→ Supplied entries:
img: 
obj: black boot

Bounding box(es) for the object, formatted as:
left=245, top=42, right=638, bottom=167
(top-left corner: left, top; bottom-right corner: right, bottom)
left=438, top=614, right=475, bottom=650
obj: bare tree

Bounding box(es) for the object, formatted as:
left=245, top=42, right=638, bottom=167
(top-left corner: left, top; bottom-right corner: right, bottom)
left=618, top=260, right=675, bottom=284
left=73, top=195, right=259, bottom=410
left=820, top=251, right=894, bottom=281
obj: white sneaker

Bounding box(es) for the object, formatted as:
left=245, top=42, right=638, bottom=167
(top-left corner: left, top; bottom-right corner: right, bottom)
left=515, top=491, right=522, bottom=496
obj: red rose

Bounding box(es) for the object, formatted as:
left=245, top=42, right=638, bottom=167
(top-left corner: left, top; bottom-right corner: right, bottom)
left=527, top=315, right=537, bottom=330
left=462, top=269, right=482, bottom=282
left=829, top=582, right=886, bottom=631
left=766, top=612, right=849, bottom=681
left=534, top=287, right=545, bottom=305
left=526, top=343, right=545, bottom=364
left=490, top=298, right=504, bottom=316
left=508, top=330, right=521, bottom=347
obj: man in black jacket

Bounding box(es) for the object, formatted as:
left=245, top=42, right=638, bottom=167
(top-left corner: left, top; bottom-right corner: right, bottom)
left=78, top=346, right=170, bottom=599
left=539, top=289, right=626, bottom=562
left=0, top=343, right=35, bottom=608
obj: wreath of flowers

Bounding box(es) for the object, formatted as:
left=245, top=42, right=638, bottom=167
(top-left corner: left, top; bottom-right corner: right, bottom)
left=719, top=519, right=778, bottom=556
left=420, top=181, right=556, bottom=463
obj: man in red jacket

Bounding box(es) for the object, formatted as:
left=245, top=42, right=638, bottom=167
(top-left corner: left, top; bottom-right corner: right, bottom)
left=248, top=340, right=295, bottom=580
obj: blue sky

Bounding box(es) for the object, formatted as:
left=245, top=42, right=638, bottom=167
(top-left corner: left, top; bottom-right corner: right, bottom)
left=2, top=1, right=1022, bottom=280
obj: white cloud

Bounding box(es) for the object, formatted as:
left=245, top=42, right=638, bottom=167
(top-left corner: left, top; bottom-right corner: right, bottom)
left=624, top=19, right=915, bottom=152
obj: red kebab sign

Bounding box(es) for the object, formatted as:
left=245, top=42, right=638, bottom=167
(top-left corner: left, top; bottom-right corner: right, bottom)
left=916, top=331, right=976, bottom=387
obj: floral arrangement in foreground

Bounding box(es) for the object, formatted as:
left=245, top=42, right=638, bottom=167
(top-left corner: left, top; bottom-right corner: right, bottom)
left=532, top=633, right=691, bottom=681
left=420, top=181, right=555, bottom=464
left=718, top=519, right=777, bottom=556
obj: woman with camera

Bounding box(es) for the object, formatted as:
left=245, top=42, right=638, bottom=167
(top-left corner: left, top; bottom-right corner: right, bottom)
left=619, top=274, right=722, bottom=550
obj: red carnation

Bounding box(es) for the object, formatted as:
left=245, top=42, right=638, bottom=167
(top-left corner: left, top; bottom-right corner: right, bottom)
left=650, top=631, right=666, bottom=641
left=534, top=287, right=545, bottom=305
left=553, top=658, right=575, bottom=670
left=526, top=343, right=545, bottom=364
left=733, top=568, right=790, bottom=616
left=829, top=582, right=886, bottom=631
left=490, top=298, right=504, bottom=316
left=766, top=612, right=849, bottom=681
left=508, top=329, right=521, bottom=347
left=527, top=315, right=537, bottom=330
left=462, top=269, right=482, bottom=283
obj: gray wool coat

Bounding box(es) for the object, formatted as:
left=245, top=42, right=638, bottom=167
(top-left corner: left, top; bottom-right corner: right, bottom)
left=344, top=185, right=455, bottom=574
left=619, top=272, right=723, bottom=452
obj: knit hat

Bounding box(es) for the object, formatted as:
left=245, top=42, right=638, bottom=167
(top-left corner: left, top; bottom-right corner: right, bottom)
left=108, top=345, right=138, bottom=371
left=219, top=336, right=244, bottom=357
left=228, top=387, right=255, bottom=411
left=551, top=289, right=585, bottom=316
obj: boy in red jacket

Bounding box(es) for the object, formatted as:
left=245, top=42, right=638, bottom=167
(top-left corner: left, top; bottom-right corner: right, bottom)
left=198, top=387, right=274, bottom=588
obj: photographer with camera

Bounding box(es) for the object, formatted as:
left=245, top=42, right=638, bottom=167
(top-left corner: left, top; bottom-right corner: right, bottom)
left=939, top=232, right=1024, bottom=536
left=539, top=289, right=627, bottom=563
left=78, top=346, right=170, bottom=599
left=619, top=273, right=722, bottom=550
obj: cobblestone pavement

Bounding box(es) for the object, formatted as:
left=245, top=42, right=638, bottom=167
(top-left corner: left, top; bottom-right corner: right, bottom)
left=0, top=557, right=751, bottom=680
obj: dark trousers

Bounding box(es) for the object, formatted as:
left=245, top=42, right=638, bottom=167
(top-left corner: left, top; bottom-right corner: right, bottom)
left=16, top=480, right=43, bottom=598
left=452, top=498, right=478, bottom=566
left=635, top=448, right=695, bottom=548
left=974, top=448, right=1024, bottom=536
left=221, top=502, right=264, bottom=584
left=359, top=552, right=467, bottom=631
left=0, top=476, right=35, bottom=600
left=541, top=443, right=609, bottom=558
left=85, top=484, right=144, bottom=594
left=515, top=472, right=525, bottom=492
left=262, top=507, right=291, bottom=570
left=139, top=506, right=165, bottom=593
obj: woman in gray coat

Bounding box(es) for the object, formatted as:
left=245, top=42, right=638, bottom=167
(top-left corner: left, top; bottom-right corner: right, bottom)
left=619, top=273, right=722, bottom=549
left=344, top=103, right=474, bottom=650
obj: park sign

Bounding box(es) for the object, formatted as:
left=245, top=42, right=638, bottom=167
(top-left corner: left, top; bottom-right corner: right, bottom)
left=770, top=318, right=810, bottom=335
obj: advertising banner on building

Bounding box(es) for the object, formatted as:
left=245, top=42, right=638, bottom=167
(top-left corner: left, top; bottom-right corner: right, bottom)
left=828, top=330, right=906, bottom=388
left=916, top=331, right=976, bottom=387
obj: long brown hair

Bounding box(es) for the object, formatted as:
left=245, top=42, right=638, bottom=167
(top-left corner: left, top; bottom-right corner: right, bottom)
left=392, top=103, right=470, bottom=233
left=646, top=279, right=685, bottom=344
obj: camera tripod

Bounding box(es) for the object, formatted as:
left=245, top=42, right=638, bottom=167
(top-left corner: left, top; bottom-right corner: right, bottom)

→ Assigned task: Every line of the material above must be set down again exactly.

→ Solution to this task:
img: 
obj: black boot

Bounding box(es) for the object, formatted as:
left=245, top=42, right=638, bottom=167
(top-left corner: left, top; bottom-right corner: right, bottom)
left=438, top=614, right=475, bottom=650
obj: bare tree

Bounding box(es) for the object, formatted as:
left=245, top=42, right=638, bottom=167
(top-left corner: left, top; bottom-right corner: right, bottom)
left=618, top=260, right=675, bottom=284
left=73, top=195, right=259, bottom=410
left=820, top=251, right=894, bottom=281
obj: white sneaker

Bounding box(es) for the object, formatted as:
left=245, top=42, right=638, bottom=167
(top-left corner: left, top; bottom-right corner: right, bottom)
left=515, top=491, right=522, bottom=496
obj: red rose

Bounding box(es) for the object, formatted as:
left=245, top=42, right=638, bottom=167
(top-left corner: left, top; bottom-right corner: right, bottom)
left=527, top=315, right=537, bottom=330
left=462, top=269, right=482, bottom=282
left=829, top=582, right=886, bottom=631
left=766, top=612, right=849, bottom=681
left=534, top=287, right=545, bottom=305
left=526, top=343, right=545, bottom=364
left=490, top=298, right=504, bottom=316
left=508, top=330, right=521, bottom=347
obj: man in black jacket

Bounding box(es) for the object, formatted as:
left=245, top=42, right=638, bottom=167
(top-left corner: left, top; bottom-right corner: right, bottom)
left=78, top=346, right=170, bottom=599
left=539, top=289, right=626, bottom=562
left=0, top=343, right=35, bottom=608
obj: wreath of flowers

Bounding box(es) for the object, formatted as:
left=245, top=42, right=638, bottom=167
(top-left corner: left, top; bottom-right corner: right, bottom)
left=719, top=519, right=778, bottom=556
left=420, top=181, right=556, bottom=463
obj: man in red jacket

Bounding box(es) for the object, formatted as:
left=245, top=42, right=638, bottom=167
(top-left corner: left, top; bottom-right corner: right, bottom)
left=248, top=340, right=295, bottom=580
obj: blue sky

Bounding box(es) for the object, formatted as:
left=245, top=42, right=638, bottom=167
(top-left corner: left, top; bottom-right corner: right, bottom)
left=2, top=1, right=1022, bottom=280
obj: white cloud

Bounding box(es) for the object, formatted as:
left=245, top=42, right=638, bottom=167
(top-left corner: left, top; bottom-right corner: right, bottom)
left=624, top=19, right=915, bottom=152
obj: red kebab sign

Bounding box(es) for the object, formatted as:
left=245, top=42, right=638, bottom=167
(top-left corner: left, top; bottom-right corner: right, bottom)
left=916, top=331, right=976, bottom=387
obj: floral arrangement in foreground

Bounding box(es) for the object, formatted as:
left=245, top=42, right=638, bottom=167
(top-left corner: left, top; bottom-right corner: right, bottom)
left=532, top=633, right=691, bottom=681
left=420, top=181, right=555, bottom=464
left=718, top=519, right=777, bottom=556
obj: woman with camera

Bounding box(es) for the object, formatted as:
left=245, top=42, right=638, bottom=167
(top-left corner: left, top; bottom-right corner: right, bottom)
left=619, top=274, right=722, bottom=550
obj: red carnation

Bounding box(es) for the object, formatted as:
left=245, top=42, right=638, bottom=167
(top-left corner: left, top; bottom-right corner: right, bottom)
left=650, top=631, right=666, bottom=641
left=534, top=287, right=545, bottom=305
left=553, top=658, right=575, bottom=670
left=526, top=343, right=545, bottom=364
left=733, top=568, right=790, bottom=616
left=829, top=582, right=886, bottom=631
left=490, top=298, right=504, bottom=316
left=766, top=612, right=849, bottom=681
left=508, top=329, right=521, bottom=347
left=527, top=315, right=537, bottom=330
left=462, top=269, right=482, bottom=283
obj: gray wool coat

Bounding box(es) for the object, formatted as:
left=245, top=42, right=638, bottom=167
(top-left corner: left, top; bottom-right corner: right, bottom)
left=344, top=185, right=455, bottom=574
left=619, top=272, right=723, bottom=452
obj: knit hat

Bounding box(es) for the object, formatted as:
left=245, top=42, right=638, bottom=167
(top-left corner: left, top; bottom-right corner: right, bottom)
left=108, top=345, right=138, bottom=371
left=219, top=336, right=244, bottom=357
left=228, top=387, right=255, bottom=411
left=551, top=289, right=585, bottom=316
obj: boy in red jacket

Bounding box(es) for the object, formatted as:
left=245, top=42, right=638, bottom=167
(top-left corner: left, top; bottom-right corner: right, bottom)
left=198, top=387, right=274, bottom=588
obj: photographer with camera

Bounding box(es) for the object, formatted as:
left=245, top=42, right=638, bottom=167
(top-left corner: left, top; bottom-right corner: right, bottom)
left=939, top=232, right=1024, bottom=536
left=539, top=289, right=627, bottom=563
left=78, top=346, right=170, bottom=599
left=619, top=273, right=722, bottom=550
obj: cobblestone pavement

Bounding box(es) for the object, formatted as:
left=245, top=42, right=638, bottom=167
(top-left corner: left, top; bottom-right corner: right, bottom)
left=0, top=557, right=751, bottom=680
obj: dark trousers

Bounding box(es) for the object, formatted as:
left=245, top=42, right=638, bottom=167
(top-left corner: left, top; bottom-right corner: right, bottom)
left=16, top=480, right=43, bottom=598
left=452, top=498, right=478, bottom=566
left=635, top=448, right=695, bottom=548
left=974, top=448, right=1024, bottom=536
left=221, top=502, right=264, bottom=584
left=359, top=552, right=467, bottom=631
left=0, top=476, right=35, bottom=600
left=541, top=443, right=609, bottom=558
left=85, top=484, right=144, bottom=594
left=515, top=472, right=525, bottom=492
left=262, top=507, right=291, bottom=570
left=139, top=506, right=165, bottom=593
obj: woman in gray coat

Bounding box(es) for the object, formatted as:
left=245, top=42, right=638, bottom=167
(top-left corner: left, top; bottom-right corner: right, bottom)
left=619, top=273, right=722, bottom=549
left=344, top=103, right=474, bottom=650
obj: park sign

Bounding box(es) for the object, formatted as:
left=245, top=42, right=638, bottom=167
(top-left corner: left, top; bottom-right corner: right, bottom)
left=770, top=318, right=810, bottom=335
obj: advertising banner on building

Bounding box(es) for the object, formatted as:
left=245, top=42, right=638, bottom=167
(top-left corner: left, top; bottom-right corner: right, bottom)
left=828, top=330, right=906, bottom=388
left=916, top=331, right=976, bottom=387
obj: long brown hair

Bounding box(es) for the object, formatted as:
left=245, top=42, right=638, bottom=167
(top-left corner: left, top; bottom-right corner: right, bottom)
left=392, top=103, right=470, bottom=233
left=646, top=279, right=685, bottom=344
obj: camera tripod

Bounding box(es) for the object, formatted as:
left=245, top=42, right=638, bottom=167
(top-left corner: left, top; bottom-right corner: right, bottom)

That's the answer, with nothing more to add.